ABOUT THIS TASK – Give every entry again, exactly.

Items from a data source –
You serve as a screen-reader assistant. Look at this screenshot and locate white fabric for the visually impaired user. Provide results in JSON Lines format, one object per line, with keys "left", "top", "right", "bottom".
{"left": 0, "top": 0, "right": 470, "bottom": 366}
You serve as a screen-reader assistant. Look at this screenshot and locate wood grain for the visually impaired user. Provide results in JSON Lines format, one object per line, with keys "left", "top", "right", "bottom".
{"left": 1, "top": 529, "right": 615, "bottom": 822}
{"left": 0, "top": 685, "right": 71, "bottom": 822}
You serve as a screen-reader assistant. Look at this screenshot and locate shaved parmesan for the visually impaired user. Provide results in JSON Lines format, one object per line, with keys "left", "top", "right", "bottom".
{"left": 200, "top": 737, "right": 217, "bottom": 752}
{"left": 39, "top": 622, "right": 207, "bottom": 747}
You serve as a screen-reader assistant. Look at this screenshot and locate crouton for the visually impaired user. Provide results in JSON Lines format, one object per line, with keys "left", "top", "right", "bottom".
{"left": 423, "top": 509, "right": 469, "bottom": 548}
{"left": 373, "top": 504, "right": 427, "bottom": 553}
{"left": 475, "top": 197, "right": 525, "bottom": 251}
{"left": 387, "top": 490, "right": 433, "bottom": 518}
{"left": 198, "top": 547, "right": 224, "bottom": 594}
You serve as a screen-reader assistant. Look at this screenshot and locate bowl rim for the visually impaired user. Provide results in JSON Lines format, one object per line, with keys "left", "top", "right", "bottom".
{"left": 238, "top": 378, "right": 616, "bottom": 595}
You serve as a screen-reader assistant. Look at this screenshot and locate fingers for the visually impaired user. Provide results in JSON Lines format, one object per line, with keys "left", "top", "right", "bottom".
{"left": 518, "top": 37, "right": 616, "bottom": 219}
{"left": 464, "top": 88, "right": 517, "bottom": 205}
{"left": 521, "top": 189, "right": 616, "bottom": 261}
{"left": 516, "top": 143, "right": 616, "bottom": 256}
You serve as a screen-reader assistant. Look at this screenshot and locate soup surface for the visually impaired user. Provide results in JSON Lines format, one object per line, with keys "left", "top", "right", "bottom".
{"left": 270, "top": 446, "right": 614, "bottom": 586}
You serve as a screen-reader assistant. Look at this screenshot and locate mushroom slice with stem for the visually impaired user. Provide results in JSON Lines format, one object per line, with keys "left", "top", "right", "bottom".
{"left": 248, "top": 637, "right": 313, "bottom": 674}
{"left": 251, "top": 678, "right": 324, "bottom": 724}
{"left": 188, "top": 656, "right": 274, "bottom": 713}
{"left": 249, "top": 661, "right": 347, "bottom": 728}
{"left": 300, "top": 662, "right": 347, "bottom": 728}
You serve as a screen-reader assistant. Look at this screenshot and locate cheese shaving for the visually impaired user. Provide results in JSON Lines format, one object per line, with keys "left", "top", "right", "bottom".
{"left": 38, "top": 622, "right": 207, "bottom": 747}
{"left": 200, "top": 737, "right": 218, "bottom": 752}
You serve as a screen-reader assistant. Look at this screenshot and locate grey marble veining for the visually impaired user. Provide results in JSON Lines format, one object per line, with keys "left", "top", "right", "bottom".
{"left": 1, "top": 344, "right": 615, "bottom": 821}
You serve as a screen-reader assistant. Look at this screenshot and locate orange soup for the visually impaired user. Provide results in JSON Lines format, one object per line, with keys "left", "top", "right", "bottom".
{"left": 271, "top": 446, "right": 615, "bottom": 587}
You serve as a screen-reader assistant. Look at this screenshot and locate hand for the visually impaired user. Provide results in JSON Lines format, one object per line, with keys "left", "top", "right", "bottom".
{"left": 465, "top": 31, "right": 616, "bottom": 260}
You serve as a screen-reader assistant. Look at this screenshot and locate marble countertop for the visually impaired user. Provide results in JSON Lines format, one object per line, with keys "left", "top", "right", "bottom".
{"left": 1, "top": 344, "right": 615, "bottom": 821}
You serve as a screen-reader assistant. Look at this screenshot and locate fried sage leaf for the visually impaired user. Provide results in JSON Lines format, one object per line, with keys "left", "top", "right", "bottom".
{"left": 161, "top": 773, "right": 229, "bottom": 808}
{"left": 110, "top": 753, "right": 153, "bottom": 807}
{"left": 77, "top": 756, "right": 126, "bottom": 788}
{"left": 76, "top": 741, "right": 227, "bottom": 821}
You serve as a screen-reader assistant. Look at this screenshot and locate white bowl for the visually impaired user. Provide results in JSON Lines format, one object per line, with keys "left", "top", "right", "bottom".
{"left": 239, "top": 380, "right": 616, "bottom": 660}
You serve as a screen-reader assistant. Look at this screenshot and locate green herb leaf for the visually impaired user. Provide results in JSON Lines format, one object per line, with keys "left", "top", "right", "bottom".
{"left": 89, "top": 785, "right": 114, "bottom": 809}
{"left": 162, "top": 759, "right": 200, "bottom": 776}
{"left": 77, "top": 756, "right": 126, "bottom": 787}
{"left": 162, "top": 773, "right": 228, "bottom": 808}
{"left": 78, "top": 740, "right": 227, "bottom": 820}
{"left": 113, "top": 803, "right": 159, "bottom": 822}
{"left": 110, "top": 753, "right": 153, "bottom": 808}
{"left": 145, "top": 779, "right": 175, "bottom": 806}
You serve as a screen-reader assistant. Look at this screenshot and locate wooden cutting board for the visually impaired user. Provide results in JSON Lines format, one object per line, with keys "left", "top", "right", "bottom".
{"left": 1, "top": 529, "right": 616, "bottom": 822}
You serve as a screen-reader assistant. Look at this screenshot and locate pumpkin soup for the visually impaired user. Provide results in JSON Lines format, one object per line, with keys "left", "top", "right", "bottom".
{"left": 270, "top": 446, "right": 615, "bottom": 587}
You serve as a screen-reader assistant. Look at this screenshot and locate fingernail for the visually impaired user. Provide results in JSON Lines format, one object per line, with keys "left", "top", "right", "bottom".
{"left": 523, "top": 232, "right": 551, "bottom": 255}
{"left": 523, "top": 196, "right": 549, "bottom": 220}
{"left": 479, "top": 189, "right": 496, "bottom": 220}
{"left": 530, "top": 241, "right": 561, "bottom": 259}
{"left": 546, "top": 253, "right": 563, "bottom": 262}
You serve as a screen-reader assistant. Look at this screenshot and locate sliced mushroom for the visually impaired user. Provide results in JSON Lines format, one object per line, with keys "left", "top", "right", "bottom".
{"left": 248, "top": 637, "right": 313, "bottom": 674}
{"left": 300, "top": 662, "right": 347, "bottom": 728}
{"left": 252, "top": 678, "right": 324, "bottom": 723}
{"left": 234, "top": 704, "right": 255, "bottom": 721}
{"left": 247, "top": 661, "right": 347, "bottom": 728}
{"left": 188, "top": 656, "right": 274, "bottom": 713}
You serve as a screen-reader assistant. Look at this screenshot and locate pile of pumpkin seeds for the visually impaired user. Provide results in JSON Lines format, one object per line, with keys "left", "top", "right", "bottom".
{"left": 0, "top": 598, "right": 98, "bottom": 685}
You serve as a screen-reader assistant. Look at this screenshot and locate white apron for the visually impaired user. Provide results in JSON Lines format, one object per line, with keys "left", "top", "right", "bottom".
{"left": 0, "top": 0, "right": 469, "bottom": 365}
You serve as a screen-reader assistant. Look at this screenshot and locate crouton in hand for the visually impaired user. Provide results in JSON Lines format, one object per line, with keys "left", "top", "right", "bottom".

TASK OUTPUT –
You serve as a screen-reader assistant. Look at this screenshot and locate white fabric for the visually impaired user. Provide results in JSON Lines format, one object per line, with keys "left", "top", "right", "bottom".
{"left": 0, "top": 0, "right": 470, "bottom": 366}
You serve as a screen-reader assistant. Look at this screenshot and locate wood grain for the visually impaired user. Provide results in JSON Lines format, one object per line, with keys "left", "top", "right", "bottom".
{"left": 1, "top": 529, "right": 615, "bottom": 822}
{"left": 0, "top": 685, "right": 71, "bottom": 822}
You serve as a screen-reader assistant. Look at this screenshot and locate shaved parmesan for the visually impaired user. Provide results in JSON Lines format, one object per line, with keys "left", "top", "right", "bottom".
{"left": 200, "top": 737, "right": 217, "bottom": 752}
{"left": 39, "top": 622, "right": 207, "bottom": 747}
You serve as a screen-reader assistant. Look at this screenshot and locate crouton for the visually impaired user. Provide results in JSON Lines format, one object per line, with keys "left", "top", "right", "bottom".
{"left": 423, "top": 509, "right": 469, "bottom": 548}
{"left": 373, "top": 504, "right": 427, "bottom": 553}
{"left": 475, "top": 197, "right": 525, "bottom": 251}
{"left": 387, "top": 490, "right": 433, "bottom": 518}
{"left": 198, "top": 547, "right": 224, "bottom": 594}
You serve as a screen-reader assistant. Look at this screenshot and locate bowl rim for the visually impaired user. Provide results in JSON Lines format, one object per line, with keys "left", "top", "right", "bottom".
{"left": 238, "top": 378, "right": 616, "bottom": 595}
You serve as a screen-reader assistant. Look at this screenshot and locate fingers for the visually impaired user. Provide results in JSON Lines format, one object per line, with keys "left", "top", "right", "bottom".
{"left": 518, "top": 37, "right": 616, "bottom": 219}
{"left": 464, "top": 88, "right": 517, "bottom": 205}
{"left": 521, "top": 189, "right": 616, "bottom": 261}
{"left": 516, "top": 143, "right": 616, "bottom": 256}
You serve as a screen-reader assistant. Look at this screenshot and locate soup surface for the visually impaired user. Provide results in JSON Lines format, one object per line, with keys "left", "top", "right", "bottom".
{"left": 270, "top": 446, "right": 614, "bottom": 586}
You serve as a screen-reader assistant. Look at this screenshot and locate mushroom slice with stem for the visually impaired user. Provide results in JSON Lines format, one object per line, with keys "left", "top", "right", "bottom".
{"left": 248, "top": 637, "right": 313, "bottom": 674}
{"left": 251, "top": 678, "right": 324, "bottom": 724}
{"left": 188, "top": 656, "right": 274, "bottom": 713}
{"left": 249, "top": 661, "right": 347, "bottom": 728}
{"left": 300, "top": 662, "right": 347, "bottom": 728}
You serve as a screen-reader assistant. Look at this screenshot and locate cheese shaving for the visually impaired user. Provide results in JSON Lines format, one object per line, with keys "left", "top", "right", "bottom".
{"left": 38, "top": 622, "right": 207, "bottom": 747}
{"left": 200, "top": 737, "right": 218, "bottom": 752}
You serve as a screen-reader assistant. Look at this screenshot and locate grey marble veining for the visually impaired user. Provide results in JSON Lines format, one object per line, with keys "left", "top", "right", "bottom".
{"left": 1, "top": 344, "right": 615, "bottom": 821}
You serve as a screen-reader assistant. Look at this screenshot and locate orange soup for the visually impaired user. Provide results in JSON Lines format, one object per line, with keys "left", "top", "right", "bottom".
{"left": 271, "top": 446, "right": 615, "bottom": 587}
You serve as a screen-reader assistant. Look at this screenshot and locate hand for the visually impaired user. Provide results in JSON Lines format, one object per line, with keys "left", "top", "right", "bottom".
{"left": 465, "top": 31, "right": 616, "bottom": 260}
You serve as a screen-reader assistant. Look at this screenshot and locate marble countertop for the visually impaired user. Provide results in JSON Lines format, one object per line, with keys "left", "top", "right", "bottom".
{"left": 1, "top": 344, "right": 615, "bottom": 821}
You serve as a screen-reader assistant. Look at this screenshot and locate fried sage leaf for the visually impaired user. Provide results in JSON Lines format, one object per line, with keys "left", "top", "right", "bottom".
{"left": 161, "top": 773, "right": 229, "bottom": 808}
{"left": 110, "top": 753, "right": 153, "bottom": 807}
{"left": 77, "top": 756, "right": 126, "bottom": 788}
{"left": 76, "top": 741, "right": 227, "bottom": 821}
You serve as a screen-reader assistant. Look at this screenshot and locate white bowl for the visually impaired user. Provide results in JSON Lines format, one object per line, with keys "left", "top", "right", "bottom".
{"left": 239, "top": 380, "right": 616, "bottom": 660}
You serve as a screen-reader assistant. Look at this screenshot and locate green herb leaf for the visually impaired user. Provide results in JSON Lines format, one object per line, with keys "left", "top", "right", "bottom".
{"left": 89, "top": 785, "right": 114, "bottom": 809}
{"left": 162, "top": 759, "right": 200, "bottom": 776}
{"left": 77, "top": 756, "right": 126, "bottom": 787}
{"left": 162, "top": 773, "right": 228, "bottom": 808}
{"left": 78, "top": 740, "right": 227, "bottom": 820}
{"left": 113, "top": 803, "right": 159, "bottom": 822}
{"left": 110, "top": 753, "right": 153, "bottom": 808}
{"left": 145, "top": 779, "right": 175, "bottom": 806}
You serve as a screen-reader assistant. Look at this screenshot and locate wooden cutting board for the visually impaired user. Provide results in JSON Lines format, one object per line, with keys "left", "top", "right", "bottom".
{"left": 1, "top": 529, "right": 616, "bottom": 822}
You serve as a screen-reader assistant. Look at this screenshot and locate pumpkin soup for the visually impaired user. Provide results in JSON Lines format, one object per line, with keys "left", "top", "right", "bottom".
{"left": 270, "top": 446, "right": 615, "bottom": 587}
You serve as a screen-reader assistant. Look at this screenshot and locate fingernail for the visually impaired user. Provide results in JSON Lines format, one object per line, with keys "left", "top", "right", "bottom".
{"left": 523, "top": 232, "right": 551, "bottom": 255}
{"left": 523, "top": 196, "right": 549, "bottom": 220}
{"left": 479, "top": 189, "right": 496, "bottom": 220}
{"left": 530, "top": 241, "right": 561, "bottom": 259}
{"left": 546, "top": 253, "right": 563, "bottom": 262}
You serve as a screen-reader assistant. Look at this screenshot and locate sliced mushroom for the visually impaired user. Provide results in JSON Lines format, one object per line, with keys "left", "top", "right", "bottom".
{"left": 248, "top": 637, "right": 313, "bottom": 674}
{"left": 300, "top": 662, "right": 347, "bottom": 728}
{"left": 252, "top": 678, "right": 324, "bottom": 723}
{"left": 234, "top": 704, "right": 255, "bottom": 721}
{"left": 247, "top": 661, "right": 347, "bottom": 728}
{"left": 188, "top": 656, "right": 274, "bottom": 713}
You serve as a screen-reader assistant. Look at this screenshot and locate pile of pumpkin seeds for the visually impaired user. Provide results in JSON Lines format, one object per line, with keys "left", "top", "right", "bottom".
{"left": 0, "top": 598, "right": 98, "bottom": 685}
You serve as a screen-reader assistant. Look at this screenshot and locate white apron for the visually impaired user. Provide results in JSON Lines format, one object per line, with keys "left", "top", "right", "bottom".
{"left": 0, "top": 0, "right": 469, "bottom": 365}
You serve as a screen-reader assistant. Look at this screenshot and locate crouton in hand for the visually impaired user. Provide results in JSON Lines format, one object per line, with keys "left", "top", "right", "bottom".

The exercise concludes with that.